◆ STATED EXERCISE: Reproduce all entries word for word.

◆ Data items:
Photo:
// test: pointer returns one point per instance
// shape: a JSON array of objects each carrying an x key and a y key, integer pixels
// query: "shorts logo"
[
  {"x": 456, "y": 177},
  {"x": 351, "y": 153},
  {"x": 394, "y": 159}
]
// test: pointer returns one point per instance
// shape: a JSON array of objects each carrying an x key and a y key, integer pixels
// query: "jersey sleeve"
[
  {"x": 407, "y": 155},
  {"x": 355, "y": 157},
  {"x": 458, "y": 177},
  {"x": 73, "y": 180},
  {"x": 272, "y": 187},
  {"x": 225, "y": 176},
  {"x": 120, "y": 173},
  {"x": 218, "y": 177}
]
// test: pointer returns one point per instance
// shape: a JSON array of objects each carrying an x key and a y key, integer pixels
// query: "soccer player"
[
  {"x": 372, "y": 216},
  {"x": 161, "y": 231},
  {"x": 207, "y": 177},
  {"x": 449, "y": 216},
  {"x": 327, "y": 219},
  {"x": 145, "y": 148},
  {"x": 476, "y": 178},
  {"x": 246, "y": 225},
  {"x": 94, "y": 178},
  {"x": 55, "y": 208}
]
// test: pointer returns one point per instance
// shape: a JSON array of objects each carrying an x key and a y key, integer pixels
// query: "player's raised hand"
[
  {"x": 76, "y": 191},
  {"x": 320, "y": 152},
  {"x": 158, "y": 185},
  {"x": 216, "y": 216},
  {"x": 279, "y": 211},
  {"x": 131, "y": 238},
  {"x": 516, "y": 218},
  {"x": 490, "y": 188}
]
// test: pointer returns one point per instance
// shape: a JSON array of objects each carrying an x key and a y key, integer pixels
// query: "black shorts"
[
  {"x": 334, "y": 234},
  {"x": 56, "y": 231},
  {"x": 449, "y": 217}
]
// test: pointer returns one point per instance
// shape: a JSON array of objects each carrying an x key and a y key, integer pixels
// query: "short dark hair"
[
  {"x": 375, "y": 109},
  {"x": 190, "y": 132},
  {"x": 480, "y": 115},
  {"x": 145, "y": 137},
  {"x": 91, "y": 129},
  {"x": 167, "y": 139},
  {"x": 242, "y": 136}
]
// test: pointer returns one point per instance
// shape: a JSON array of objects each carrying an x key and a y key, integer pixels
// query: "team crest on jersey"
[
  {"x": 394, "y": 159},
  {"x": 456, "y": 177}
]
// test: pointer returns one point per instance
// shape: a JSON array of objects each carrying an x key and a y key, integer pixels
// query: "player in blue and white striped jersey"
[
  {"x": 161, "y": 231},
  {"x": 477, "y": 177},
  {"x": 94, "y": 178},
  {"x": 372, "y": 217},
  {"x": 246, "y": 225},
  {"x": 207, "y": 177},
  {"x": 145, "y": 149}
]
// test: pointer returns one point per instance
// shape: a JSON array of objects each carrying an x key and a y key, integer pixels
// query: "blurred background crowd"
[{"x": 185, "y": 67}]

◆ TASK OUTPUT:
Photo:
// test: pointer returns one point per instance
// shape: a JSON array of objects each carrying an x key and a y key, integer pixels
// query: "shorts logo"
[
  {"x": 456, "y": 177},
  {"x": 351, "y": 153},
  {"x": 394, "y": 159}
]
// test: pointer returns one point per instance
// shape: a JSON array of objects each carrying an x key and a y key, integer pixels
// query: "jersey sleeve"
[
  {"x": 407, "y": 155},
  {"x": 355, "y": 157},
  {"x": 458, "y": 177},
  {"x": 73, "y": 180},
  {"x": 272, "y": 187},
  {"x": 225, "y": 176},
  {"x": 120, "y": 173},
  {"x": 218, "y": 177}
]
// test: pointer returns one point per instance
// shape: a JSON array of objects each carrying an x key and a y key, integer pixels
// query: "soccer player"
[
  {"x": 372, "y": 216},
  {"x": 161, "y": 231},
  {"x": 207, "y": 177},
  {"x": 449, "y": 216},
  {"x": 327, "y": 219},
  {"x": 145, "y": 148},
  {"x": 476, "y": 178},
  {"x": 246, "y": 225},
  {"x": 94, "y": 178},
  {"x": 55, "y": 208}
]
// test: pointer returns one point per instance
// shape: a JSON array of objects each carrying an x key and a y key, integer pixels
// query: "player's raised hand"
[
  {"x": 76, "y": 191},
  {"x": 320, "y": 152},
  {"x": 158, "y": 185},
  {"x": 216, "y": 216},
  {"x": 279, "y": 211},
  {"x": 131, "y": 238},
  {"x": 516, "y": 218},
  {"x": 490, "y": 188}
]
// test: pointer returns one point per instance
// shape: a JSON array of objects each carrying an x key and a y key, integer pixels
// query: "black shorts"
[
  {"x": 334, "y": 234},
  {"x": 56, "y": 231},
  {"x": 449, "y": 217}
]
// test: pointer returns one point per instance
// shape: a JSON array of objects each carrying an x key and a y key, integer pixels
// query: "short dark hair"
[
  {"x": 375, "y": 109},
  {"x": 190, "y": 132},
  {"x": 480, "y": 115},
  {"x": 145, "y": 137},
  {"x": 91, "y": 129},
  {"x": 167, "y": 139},
  {"x": 242, "y": 136}
]
// test: pointer returns one point per instance
// shape: a JSON array of objects each carrying an x key and a y key, integer pixels
// query: "team crest on jersey"
[
  {"x": 394, "y": 159},
  {"x": 456, "y": 177}
]
// test: pointer returns one point per instance
// shape: a JSON array of objects each carrying an x key and a y key, integer pixels
// query: "player in blue and white striped jersey"
[
  {"x": 161, "y": 231},
  {"x": 477, "y": 177},
  {"x": 94, "y": 178},
  {"x": 372, "y": 217},
  {"x": 246, "y": 225},
  {"x": 207, "y": 177},
  {"x": 145, "y": 149}
]
// test: pointer returns one point per instance
// shape: a JSON array of objects each carrying an x key and a y key, integer pixels
// query: "blurred background crowd"
[{"x": 185, "y": 67}]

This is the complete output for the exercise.